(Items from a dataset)
──────────

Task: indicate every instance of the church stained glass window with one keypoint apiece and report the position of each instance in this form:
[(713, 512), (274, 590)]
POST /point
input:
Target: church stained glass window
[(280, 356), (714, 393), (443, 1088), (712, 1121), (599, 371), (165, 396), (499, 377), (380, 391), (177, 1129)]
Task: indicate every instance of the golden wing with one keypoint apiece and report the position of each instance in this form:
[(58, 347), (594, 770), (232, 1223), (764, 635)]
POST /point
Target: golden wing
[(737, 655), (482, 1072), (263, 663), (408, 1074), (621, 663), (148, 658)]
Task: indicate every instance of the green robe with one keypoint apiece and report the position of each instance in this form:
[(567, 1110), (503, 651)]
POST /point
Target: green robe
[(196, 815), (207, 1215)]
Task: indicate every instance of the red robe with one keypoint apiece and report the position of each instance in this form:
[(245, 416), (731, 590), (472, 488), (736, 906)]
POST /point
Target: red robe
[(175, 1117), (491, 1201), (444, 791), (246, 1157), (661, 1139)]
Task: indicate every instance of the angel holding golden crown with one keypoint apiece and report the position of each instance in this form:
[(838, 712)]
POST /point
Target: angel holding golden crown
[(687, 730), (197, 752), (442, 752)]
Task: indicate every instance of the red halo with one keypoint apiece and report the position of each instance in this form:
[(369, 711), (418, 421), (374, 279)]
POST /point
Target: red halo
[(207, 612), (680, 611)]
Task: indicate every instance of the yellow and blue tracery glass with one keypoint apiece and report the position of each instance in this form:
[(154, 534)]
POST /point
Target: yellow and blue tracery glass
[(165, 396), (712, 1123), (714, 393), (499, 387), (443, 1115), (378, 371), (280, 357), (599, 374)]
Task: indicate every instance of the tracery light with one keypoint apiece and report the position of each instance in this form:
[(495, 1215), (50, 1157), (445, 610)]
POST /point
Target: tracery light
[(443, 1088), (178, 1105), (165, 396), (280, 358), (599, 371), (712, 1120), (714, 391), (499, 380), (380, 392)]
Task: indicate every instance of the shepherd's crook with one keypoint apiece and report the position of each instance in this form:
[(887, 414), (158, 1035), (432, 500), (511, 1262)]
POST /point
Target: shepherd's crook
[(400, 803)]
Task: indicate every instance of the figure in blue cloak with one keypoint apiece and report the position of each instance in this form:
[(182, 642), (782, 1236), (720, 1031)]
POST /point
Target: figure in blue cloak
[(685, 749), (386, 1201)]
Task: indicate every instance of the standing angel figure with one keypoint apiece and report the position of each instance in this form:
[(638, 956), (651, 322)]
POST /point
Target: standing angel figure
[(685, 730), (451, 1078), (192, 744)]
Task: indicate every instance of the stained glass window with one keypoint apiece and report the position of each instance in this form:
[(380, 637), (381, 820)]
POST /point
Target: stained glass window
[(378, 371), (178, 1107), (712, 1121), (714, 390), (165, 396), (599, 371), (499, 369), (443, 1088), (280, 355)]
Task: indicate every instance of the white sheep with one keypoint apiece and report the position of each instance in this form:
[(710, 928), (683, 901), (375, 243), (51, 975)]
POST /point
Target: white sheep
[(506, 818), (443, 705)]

──────────

# Exercise goal
The records above are to be duplicated exactly, every one of them.

# Finished task
Task: indicate every instance of the church stained glass window with one keypoint apiece and report the position of each instance in this form:
[(713, 512), (274, 590)]
POST /point
input:
Target: church stained glass window
[(280, 356), (714, 393), (443, 1088), (712, 1121), (599, 371), (165, 396), (499, 377), (380, 391), (177, 1129)]
Task: indicate every instance of the golden wing with one keypoint apiece and report the position of each instance in this form:
[(58, 347), (594, 770), (232, 1223), (764, 635)]
POST /point
Target: golden wing
[(737, 655), (482, 1072), (263, 663), (408, 1074), (621, 663), (148, 658)]
Task: indicate every instance of the green robe with one keypoint apiece and report the position of each instance in this form:
[(567, 1110), (503, 651)]
POST /point
Target: green robe
[(196, 815), (207, 1215)]
Task: indicate every instance of the red robe with one keypoint apiece and report the position of each instance in this form:
[(245, 416), (731, 590), (472, 488), (736, 906)]
POST /point
Target: red robe
[(175, 1117), (491, 1201), (444, 791), (246, 1157), (661, 1139)]
Task: indicate every instance of the angel holding golden crown with one keypoint apiece and report the position of each instance in this form:
[(838, 712)]
POST /point
Target: angel holding golden crown
[(687, 730), (197, 752), (442, 752)]
Task: indicate every instance of the red halo with one keypoint apiece and report the position of each instance in this form:
[(369, 711), (418, 421), (374, 279)]
POST /point
Target: red halo
[(207, 612), (680, 611)]
Task: indicate every instance of the yellow and blue tracery glass with one keypoint apiece and report the position of each instance in this form:
[(154, 534)]
POST /point
Target: yellow and blue tracery glass
[(165, 396), (712, 1123), (714, 393), (499, 387), (443, 1115), (378, 371), (280, 357), (599, 374)]
Task: indicate every instance of the tracery light with one keypoint apiece and report the position of each instance in this form:
[(495, 1215), (50, 1157), (445, 610)]
POST /point
Target: tracery light
[(443, 1088), (178, 1105), (165, 396), (280, 358), (599, 371), (712, 1120), (714, 391), (499, 380), (380, 392)]
Task: indicate every instance of the shepherd's crook with one keypoint apiece and report the position of each instance in this form:
[(887, 414), (158, 1035), (432, 500), (511, 1262)]
POST /point
Target: shepherd's crook
[(400, 803)]
Task: indicate every instance of the figure in blue cloak with one keypoint apiece and report the position of each instance in this form:
[(182, 642), (782, 1236), (720, 1031)]
POST /point
Target: figure in blue cloak
[(685, 749), (386, 1201)]
Task: indicate every instance of the standing angel figure with one keypoint apiece and report the position of each instance in this form:
[(638, 956), (651, 322)]
POST /point
Target: standing angel figure
[(685, 730), (451, 1078), (192, 744)]
Task: indicate every instance of the stained glass window with one keypoint apiece and report the position of each instance in this form:
[(380, 637), (381, 820)]
POST /point
Target: stained glass window
[(378, 371), (178, 1107), (712, 1121), (714, 390), (165, 396), (599, 371), (499, 369), (443, 1088), (280, 355)]
Task: indicate every instance of the white sheep with one keypoint apiece and report the position of each instance in this form:
[(710, 928), (683, 901), (375, 243), (51, 975)]
POST /point
Target: white sheep
[(506, 818), (443, 705)]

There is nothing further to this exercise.